In this recent trial, experts keyed in on possible psychological effects of women giving into the societal view of being "skinny".
When women start to change the way they feel about themselves and their bodies and begin to change their behavior in order to get to an ideal weight, it leads to over-obsessiveness about appearance, a key element of eating disorders.
Lead author of the study, Jessica Suisman from Michigan State University (MSU), commented:
"We're all bombarded daily with messages extoling the virtues of being thin, yet intriguingly only some women develop what we term thin ideal internalization. This suggests that genetic factors may make some women more susceptible to this pressure than others."
To determine whether women give into the pressure placed by society to be thin, the authors examined the "idealization of thinness" in more than 300 sets of female twins aged 12 to 22. All of the participants were from the MSU Twin Registry.
The twins were asked how strong their desires were to resemble people they had seen on television, in movies and in magazines. After analyzing their responses, the researchers compared fraternal twins (50% of the same genes) to identical twins (100% of the same genes).
Findings revealed that identical twins' levels of thin idealization were closer than those in the fraternal twins, which means that the girls' genetics probably played a large part in their answers.
Upon further investigation, they found that 43% of thin idealization is inherited, which meant that almost half of the reason why women all look at ideal weight differently is because of their genes.
Evidence from the study also showed that environmental influences alter a woman's thin idealization as well. Twins' thin idealization was shaped more because of environmental factors than vast cultural attitudes, which women from Western civilizations are exposed to.
"We were surprised to find that shared environmental factors, such as exposure to the same media, did not have as big impact as expected. Instead, non-shared factors that make co-twins different from each other has the greatest impact," said Suisman.
The study did not focus on particular environmental triggers, including experiences the twins did not share.
Suisman continued, "The broad cultural risk factors that we thought were most influential in the development of thin-ideal internalization are not as important as genetic risk and environmental risk factors that are specific and unique to each twin."
Kelly Klump, a professor of psychology at MSU and co-author of the study, said it is well known that many different elements can lead to girls developing eating disorders. A study published in April of this year said that eating disorders could be caused by lack of support following a traumatic event.
"This study reveals the need to take a similar approach to the ways in which women buy in to pressure to be thin, by considering how both genetic and environmental factors contribute to the development of thin-ideal internalization."

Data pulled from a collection
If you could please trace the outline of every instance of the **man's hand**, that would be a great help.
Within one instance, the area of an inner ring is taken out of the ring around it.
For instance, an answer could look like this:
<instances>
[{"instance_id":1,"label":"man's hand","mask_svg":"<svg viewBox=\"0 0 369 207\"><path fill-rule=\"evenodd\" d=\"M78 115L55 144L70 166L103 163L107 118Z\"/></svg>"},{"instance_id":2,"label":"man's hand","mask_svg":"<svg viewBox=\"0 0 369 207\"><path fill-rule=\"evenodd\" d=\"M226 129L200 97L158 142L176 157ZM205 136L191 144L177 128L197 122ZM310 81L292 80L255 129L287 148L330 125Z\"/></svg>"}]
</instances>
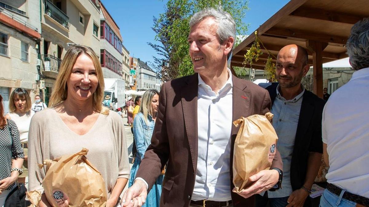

• **TASK DESCRIPTION**: From the article on the twin study about thinness, give again the stretch from "To determine whether" through "the same genes).", word for word.

• **RESPONSE TO THE EXERCISE**:
To determine whether women give into the pressure placed by society to be thin, the authors examined the "idealization of thinness" in more than 300 sets of female twins aged 12 to 22. All of the participants were from the MSU Twin Registry.
The twins were asked how strong their desires were to resemble people they had seen on television, in movies and in magazines. After analyzing their responses, the researchers compared fraternal twins (50% of the same genes) to identical twins (100% of the same genes).